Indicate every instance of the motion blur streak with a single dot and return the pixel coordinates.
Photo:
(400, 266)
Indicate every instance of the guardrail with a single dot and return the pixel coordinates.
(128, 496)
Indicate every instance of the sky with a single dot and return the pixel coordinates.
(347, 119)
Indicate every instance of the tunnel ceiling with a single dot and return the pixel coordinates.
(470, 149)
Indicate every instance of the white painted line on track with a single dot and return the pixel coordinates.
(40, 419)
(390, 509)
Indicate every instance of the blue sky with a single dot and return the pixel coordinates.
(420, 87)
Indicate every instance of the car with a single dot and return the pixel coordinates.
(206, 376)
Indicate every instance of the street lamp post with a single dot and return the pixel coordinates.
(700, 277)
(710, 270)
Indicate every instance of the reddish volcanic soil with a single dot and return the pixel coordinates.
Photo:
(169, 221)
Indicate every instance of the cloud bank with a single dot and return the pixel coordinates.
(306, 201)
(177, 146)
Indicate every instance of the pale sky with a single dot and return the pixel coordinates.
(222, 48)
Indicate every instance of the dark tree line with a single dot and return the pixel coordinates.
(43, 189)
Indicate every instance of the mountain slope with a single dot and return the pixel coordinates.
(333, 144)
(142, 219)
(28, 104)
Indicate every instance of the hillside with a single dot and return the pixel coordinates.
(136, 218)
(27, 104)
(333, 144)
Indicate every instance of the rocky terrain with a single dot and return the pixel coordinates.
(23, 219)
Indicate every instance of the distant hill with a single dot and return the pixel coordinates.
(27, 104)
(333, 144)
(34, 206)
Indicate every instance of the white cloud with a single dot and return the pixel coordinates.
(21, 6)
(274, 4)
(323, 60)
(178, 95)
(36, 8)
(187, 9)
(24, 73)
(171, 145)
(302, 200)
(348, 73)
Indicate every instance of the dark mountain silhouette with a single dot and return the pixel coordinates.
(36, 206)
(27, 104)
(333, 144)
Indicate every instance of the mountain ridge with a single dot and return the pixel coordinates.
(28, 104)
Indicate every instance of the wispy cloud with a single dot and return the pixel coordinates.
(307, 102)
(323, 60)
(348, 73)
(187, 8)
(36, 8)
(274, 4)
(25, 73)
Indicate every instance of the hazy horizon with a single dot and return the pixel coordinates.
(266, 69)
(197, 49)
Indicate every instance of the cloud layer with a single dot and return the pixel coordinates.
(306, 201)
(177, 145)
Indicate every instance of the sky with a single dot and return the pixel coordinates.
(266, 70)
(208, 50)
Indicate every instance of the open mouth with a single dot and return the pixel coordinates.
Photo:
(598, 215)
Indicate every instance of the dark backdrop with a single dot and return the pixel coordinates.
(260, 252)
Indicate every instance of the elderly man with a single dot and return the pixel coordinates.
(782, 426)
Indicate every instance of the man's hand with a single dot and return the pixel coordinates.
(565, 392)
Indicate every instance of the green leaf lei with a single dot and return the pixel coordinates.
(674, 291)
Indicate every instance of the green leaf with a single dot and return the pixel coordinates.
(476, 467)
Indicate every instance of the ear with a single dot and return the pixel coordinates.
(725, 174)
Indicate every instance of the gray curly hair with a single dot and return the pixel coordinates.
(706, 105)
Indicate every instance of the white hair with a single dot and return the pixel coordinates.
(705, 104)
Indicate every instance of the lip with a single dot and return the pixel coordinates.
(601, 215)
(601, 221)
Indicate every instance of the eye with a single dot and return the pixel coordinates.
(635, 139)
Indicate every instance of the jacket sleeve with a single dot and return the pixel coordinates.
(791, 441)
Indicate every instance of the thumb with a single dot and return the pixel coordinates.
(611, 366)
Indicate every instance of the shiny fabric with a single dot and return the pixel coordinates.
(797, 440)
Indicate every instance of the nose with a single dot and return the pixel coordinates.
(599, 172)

--

* **What the task asks**
Every record above must be duplicated exactly.

* **Response to the exercise**
Indicate every instance of the motion blur streak with a single dot and return the pixel coordinates.
Photo:
(400, 266)
Indicate every instance of the guardrail with a single dot and return the pixel coordinates.
(128, 496)
Indicate every instance of the sky with a single dot and return the pixel coordinates.
(347, 119)
Indicate every instance of the tunnel ceiling with a single dot and return the pixel coordinates.
(470, 149)
Indicate every instance of the white painted line on track with a single dot and return the pixel coordinates.
(40, 419)
(390, 509)
Indicate every instance of the blue sky with a single dot and return the pixel coordinates.
(420, 87)
Indicate every instance of the car with a single dot and return the pixel coordinates.
(206, 376)
Indicate every instance of the street lamp post with a single dot and return the pixel coordinates.
(700, 277)
(710, 270)
Indicate every instance of the reddish volcanic soil with a single dot and return the pixel coordinates.
Photo:
(169, 221)
Indicate every instance of the cloud bank with a single dot and return the pixel coordinates.
(306, 201)
(177, 146)
Indicate every instance of the pale sky with a single dot and return the pixel coordinates.
(222, 48)
Indicate every instance of the dark tree line with a single dot and return the pixel coordinates.
(43, 189)
Indicate every instance of the mountain slope with a single dot and return the pixel coordinates.
(333, 144)
(142, 219)
(28, 104)
Indicate every instance of the hillside with a single dot and return the pixel coordinates.
(136, 218)
(27, 104)
(333, 144)
Indicate every instance of the rocky terrain with a single dot and return the pixel coordinates.
(23, 219)
Indicate every instance of the distant hill with a single dot and return the pixel coordinates.
(27, 104)
(333, 144)
(34, 206)
Indicate every instance of the white cloud with a single dot and return the pixel coordinates.
(21, 6)
(274, 4)
(323, 60)
(178, 95)
(36, 8)
(187, 9)
(24, 73)
(171, 145)
(302, 200)
(348, 73)
Indicate every instance of the dark mountain silhouette with a single dot and return the pixel coordinates.
(36, 206)
(27, 104)
(333, 144)
Indicate every instance of the mountain ridge with a single dot and return the pixel coordinates.
(28, 104)
Indicate every instance of the wispy cloud with a single dot and return the pixel coordinates.
(307, 102)
(323, 60)
(348, 73)
(187, 8)
(36, 8)
(274, 4)
(25, 73)
Indicate every instance of the hazy horizon with a single dot and return the pixel coordinates.
(266, 69)
(197, 49)
Indicate every instance of the cloud layer with a single dot and return the pixel coordinates.
(306, 201)
(177, 145)
Indicate every instance of the sky with a single dot and return the pixel coordinates.
(266, 70)
(208, 50)
Indicate every instance of the open mouth with a single dot and return the pixel coordinates.
Photo:
(598, 215)
Indicate every instance of the dark backdrop with a single dot and return the pixel coordinates.
(260, 252)
Indicate every instance of the elderly man with a single dot and return the pixel coordinates.
(782, 426)
Indicate every instance of the man's hand with a single dot and return the pixel coordinates.
(565, 392)
Indicate every instance of the green leaf lei with a single dot and return the pixel coordinates.
(674, 291)
Indicate every instance of the green leaf with a single dot and return the pixel coordinates.
(476, 467)
Indicate every instance of the ear with a single dot and return the pixel coordinates.
(725, 174)
Indicate every instance of the gray curly hair with a single dot and return the pixel coordinates.
(706, 105)
Indicate every instance of the white hair with a single dot and return the pixel coordinates.
(705, 104)
Indicate every instance of the lip with a single dot and return the pixel coordinates.
(601, 215)
(601, 221)
Indicate every instance of the eye with a single dot and return the pixel coordinates.
(635, 139)
Indicate every instance of the jacket sleeve with a single dot and return the pixel coordinates.
(791, 441)
Indicate every instance of the thumb with a single dot and return the pixel coordinates.
(611, 366)
Indicate every instance of the shiny fabric with a single dot and return the pixel coordinates.
(797, 440)
Indicate every instance of the nose with a single dot and return the pixel coordinates.
(599, 172)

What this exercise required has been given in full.